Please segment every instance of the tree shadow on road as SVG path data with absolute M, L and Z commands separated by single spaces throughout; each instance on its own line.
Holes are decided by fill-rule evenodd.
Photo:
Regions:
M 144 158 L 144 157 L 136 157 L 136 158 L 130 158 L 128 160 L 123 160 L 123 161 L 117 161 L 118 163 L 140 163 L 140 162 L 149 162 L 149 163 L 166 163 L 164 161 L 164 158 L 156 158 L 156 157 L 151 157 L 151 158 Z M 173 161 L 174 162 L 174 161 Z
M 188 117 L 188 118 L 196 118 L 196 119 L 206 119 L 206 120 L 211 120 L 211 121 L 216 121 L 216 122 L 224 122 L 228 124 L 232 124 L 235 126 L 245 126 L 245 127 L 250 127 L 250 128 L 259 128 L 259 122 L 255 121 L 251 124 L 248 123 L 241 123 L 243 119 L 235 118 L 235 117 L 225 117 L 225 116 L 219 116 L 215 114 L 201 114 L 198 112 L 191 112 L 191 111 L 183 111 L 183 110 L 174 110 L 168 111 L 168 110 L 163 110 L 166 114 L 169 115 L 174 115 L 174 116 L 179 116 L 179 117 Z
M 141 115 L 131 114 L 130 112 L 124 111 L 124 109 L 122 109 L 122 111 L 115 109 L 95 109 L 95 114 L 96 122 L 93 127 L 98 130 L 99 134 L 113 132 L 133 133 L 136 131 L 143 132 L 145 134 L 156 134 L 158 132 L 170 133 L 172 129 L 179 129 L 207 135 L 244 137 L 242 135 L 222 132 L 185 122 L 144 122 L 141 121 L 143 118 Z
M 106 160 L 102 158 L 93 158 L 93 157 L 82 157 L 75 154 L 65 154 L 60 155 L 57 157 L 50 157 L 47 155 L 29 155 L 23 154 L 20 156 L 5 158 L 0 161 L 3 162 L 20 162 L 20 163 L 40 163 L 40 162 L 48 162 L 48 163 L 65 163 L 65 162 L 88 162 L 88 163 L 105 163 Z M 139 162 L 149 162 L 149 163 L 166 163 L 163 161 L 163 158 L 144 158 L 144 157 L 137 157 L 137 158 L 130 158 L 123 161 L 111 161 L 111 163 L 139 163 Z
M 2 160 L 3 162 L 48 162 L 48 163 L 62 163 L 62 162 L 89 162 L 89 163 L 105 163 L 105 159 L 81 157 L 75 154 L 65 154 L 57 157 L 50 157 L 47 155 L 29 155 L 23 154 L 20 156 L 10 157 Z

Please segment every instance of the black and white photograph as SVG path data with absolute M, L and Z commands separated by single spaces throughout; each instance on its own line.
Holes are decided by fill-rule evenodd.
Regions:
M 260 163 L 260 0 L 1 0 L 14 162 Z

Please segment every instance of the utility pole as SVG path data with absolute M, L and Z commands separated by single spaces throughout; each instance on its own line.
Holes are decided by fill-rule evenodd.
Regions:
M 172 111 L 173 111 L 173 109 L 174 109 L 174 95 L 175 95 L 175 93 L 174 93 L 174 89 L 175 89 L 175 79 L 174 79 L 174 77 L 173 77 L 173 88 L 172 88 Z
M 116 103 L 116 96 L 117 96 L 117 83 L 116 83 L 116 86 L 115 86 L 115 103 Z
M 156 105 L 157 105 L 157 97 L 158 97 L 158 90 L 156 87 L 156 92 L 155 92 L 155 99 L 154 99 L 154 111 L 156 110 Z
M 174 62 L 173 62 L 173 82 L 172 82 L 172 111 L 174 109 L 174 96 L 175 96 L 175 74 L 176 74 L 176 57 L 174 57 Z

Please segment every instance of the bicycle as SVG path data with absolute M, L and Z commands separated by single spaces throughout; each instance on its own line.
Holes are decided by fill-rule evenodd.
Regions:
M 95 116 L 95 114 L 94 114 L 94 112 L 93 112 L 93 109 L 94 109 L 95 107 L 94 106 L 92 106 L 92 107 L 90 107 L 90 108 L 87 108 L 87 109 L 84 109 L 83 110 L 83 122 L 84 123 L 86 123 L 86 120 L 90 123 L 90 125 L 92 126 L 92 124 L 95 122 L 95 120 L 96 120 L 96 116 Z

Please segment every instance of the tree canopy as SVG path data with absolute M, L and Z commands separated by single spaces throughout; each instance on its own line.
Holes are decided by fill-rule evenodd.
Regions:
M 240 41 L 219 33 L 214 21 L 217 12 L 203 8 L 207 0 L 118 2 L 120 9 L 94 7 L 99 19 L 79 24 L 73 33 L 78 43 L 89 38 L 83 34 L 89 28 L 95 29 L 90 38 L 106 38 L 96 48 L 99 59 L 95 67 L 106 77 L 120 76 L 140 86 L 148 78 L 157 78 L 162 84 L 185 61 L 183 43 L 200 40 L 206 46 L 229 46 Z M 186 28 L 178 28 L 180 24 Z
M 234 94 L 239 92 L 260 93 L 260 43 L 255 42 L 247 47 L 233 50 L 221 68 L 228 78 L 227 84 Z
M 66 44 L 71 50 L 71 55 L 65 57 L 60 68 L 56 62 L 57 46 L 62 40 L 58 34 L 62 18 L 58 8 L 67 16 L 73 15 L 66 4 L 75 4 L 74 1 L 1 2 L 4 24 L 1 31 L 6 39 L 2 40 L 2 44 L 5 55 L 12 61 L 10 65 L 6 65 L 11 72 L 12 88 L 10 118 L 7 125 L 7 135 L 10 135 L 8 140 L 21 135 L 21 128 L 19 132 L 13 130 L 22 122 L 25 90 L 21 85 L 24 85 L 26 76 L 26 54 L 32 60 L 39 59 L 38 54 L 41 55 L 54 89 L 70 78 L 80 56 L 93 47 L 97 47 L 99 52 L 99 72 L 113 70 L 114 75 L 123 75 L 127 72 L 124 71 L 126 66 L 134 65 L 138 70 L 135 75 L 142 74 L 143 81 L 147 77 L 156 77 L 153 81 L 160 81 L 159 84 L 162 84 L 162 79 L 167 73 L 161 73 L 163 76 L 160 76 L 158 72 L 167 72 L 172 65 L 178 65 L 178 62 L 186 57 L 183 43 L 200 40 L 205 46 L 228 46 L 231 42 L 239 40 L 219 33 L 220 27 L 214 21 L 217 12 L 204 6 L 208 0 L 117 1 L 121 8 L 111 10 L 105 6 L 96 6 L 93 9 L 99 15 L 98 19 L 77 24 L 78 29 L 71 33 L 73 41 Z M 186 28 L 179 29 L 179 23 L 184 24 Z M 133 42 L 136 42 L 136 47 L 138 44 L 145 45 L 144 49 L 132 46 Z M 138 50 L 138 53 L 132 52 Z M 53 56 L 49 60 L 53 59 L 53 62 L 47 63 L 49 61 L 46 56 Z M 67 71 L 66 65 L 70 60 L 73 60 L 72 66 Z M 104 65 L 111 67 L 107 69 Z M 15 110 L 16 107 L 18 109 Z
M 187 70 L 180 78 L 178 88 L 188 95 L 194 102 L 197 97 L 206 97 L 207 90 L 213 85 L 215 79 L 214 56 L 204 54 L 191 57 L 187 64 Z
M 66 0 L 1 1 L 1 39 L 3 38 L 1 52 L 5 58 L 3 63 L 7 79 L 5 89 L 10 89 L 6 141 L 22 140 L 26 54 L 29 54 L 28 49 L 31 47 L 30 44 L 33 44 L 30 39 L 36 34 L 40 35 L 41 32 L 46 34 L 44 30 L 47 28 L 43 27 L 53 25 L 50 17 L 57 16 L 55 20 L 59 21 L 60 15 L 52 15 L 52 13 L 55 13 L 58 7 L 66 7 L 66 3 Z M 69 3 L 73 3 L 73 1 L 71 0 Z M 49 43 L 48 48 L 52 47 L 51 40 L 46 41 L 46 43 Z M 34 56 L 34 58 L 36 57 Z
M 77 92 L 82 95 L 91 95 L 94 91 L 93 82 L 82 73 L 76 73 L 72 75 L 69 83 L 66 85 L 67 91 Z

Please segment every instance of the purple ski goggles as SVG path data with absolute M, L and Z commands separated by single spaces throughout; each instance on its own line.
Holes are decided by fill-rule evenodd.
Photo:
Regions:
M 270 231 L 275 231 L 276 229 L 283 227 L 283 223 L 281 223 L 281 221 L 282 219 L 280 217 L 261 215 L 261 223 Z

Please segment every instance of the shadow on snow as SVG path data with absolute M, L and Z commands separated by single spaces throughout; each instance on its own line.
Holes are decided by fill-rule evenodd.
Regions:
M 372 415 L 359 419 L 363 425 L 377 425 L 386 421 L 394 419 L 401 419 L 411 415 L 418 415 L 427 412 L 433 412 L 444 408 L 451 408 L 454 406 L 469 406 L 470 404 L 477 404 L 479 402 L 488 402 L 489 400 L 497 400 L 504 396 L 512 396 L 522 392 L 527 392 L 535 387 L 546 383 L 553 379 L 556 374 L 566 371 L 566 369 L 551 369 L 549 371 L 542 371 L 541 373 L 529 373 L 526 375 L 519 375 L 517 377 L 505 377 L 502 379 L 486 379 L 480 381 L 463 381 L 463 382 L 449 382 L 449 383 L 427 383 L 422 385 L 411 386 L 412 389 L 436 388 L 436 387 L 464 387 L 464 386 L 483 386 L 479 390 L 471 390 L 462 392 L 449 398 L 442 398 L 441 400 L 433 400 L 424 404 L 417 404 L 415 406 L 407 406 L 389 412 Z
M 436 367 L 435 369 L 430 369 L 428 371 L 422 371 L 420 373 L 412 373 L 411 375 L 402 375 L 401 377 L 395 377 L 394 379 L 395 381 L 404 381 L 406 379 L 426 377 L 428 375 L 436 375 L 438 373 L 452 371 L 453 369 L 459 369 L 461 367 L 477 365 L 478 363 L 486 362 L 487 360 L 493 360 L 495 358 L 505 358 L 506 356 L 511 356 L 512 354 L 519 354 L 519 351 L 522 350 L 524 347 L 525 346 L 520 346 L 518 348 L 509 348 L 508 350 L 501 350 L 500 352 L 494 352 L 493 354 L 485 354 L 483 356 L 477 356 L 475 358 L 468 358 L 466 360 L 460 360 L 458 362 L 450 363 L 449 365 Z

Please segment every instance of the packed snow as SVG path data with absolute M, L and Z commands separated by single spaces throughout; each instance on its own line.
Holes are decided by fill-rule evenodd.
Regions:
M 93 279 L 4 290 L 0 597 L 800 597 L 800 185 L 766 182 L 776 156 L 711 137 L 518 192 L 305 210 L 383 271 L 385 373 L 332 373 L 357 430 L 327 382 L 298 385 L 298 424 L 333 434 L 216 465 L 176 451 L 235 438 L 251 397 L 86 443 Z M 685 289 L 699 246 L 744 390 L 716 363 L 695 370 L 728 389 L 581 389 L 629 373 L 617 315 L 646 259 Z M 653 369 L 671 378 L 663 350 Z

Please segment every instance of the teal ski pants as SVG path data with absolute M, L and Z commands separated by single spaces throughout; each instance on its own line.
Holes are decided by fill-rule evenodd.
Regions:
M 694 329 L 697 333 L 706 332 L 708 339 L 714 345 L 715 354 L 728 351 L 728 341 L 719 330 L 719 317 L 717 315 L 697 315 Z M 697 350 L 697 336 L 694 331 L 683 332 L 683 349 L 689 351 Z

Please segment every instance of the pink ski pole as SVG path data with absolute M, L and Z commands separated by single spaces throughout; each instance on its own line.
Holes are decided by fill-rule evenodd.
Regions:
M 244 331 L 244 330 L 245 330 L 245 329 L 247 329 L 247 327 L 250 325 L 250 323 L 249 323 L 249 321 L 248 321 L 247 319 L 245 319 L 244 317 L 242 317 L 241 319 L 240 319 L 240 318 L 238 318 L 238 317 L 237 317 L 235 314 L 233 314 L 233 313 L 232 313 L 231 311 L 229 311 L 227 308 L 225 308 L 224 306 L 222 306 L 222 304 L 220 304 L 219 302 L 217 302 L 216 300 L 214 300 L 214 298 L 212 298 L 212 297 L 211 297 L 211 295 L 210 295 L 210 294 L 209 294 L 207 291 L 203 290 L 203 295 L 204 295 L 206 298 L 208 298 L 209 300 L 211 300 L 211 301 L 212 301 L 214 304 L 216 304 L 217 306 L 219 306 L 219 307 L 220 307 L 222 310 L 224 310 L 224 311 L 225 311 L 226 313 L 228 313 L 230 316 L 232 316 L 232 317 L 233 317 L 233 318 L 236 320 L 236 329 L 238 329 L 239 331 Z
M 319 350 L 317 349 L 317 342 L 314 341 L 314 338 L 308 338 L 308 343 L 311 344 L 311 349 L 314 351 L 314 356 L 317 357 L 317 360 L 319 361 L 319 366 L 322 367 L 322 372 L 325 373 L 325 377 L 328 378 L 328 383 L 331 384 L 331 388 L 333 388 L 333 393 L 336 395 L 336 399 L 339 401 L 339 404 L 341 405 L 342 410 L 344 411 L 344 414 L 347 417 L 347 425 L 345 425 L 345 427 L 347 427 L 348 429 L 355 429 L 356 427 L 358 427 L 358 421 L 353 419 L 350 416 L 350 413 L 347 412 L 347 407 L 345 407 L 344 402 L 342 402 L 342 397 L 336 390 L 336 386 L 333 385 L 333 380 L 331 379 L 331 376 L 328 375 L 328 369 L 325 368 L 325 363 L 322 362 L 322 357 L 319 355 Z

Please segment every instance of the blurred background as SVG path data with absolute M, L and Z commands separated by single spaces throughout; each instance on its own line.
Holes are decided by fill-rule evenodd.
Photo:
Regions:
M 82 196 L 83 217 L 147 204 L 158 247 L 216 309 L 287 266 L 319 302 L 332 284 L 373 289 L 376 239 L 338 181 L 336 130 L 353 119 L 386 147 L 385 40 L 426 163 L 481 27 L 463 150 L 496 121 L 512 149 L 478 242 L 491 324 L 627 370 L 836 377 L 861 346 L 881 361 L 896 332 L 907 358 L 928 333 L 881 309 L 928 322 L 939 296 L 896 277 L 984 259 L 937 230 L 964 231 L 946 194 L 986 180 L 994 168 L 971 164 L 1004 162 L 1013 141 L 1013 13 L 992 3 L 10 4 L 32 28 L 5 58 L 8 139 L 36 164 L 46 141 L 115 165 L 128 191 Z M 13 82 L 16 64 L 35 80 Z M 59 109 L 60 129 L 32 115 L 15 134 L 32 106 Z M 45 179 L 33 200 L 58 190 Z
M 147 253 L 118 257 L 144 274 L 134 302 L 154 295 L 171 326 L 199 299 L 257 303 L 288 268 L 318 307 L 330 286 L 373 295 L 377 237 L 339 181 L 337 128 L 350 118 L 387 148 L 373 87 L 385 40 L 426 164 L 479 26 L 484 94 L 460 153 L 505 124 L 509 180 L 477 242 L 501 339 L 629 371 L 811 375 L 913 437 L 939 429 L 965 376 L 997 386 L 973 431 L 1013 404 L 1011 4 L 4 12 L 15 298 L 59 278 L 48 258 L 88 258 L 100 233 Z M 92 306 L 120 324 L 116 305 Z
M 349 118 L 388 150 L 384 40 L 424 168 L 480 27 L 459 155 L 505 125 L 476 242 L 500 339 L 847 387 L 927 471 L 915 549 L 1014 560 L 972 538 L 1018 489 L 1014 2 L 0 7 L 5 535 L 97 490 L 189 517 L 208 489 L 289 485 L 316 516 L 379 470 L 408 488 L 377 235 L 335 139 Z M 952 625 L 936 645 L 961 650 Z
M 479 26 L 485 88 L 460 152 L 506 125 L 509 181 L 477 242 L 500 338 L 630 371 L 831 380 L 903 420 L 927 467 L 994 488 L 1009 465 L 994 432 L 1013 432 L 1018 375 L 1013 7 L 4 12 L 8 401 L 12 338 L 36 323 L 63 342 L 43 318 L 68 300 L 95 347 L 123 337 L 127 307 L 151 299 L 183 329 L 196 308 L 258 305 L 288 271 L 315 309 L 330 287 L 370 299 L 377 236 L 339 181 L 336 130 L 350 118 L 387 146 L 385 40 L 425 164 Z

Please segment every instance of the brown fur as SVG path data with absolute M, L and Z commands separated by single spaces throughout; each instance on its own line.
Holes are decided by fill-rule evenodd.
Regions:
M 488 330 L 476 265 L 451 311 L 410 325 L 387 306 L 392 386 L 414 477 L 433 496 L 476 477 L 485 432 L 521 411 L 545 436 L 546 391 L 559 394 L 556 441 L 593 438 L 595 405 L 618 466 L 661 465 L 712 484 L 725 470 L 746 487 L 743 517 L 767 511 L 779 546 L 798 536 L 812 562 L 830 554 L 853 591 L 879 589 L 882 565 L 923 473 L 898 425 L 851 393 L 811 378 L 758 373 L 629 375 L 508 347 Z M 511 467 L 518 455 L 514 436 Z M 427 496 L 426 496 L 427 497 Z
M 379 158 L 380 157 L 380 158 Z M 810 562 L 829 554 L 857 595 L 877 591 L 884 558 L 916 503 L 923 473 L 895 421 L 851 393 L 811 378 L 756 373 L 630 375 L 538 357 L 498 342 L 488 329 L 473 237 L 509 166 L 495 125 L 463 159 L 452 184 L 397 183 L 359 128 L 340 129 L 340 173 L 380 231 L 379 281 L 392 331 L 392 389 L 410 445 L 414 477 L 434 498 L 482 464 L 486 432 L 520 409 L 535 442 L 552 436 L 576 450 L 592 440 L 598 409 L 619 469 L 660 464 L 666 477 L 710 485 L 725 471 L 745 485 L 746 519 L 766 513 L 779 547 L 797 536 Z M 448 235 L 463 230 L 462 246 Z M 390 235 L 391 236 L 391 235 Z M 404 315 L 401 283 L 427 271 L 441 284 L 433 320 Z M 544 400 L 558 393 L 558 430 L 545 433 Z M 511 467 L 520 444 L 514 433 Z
########################################
EXERCISE AIM: Lines that include the word "shadow" are to be extracted from the data above.

TASK OUTPUT:
Please segment every instance of the tree shadow on road as SVG path data with absolute M, L and Z commands separated by single spaces throughout; each instance on its own line.
Please segment every instance of the shadow on snow as SVG path data with absolute M, L and Z commands separated by single spaces throughout; each instance on its own line.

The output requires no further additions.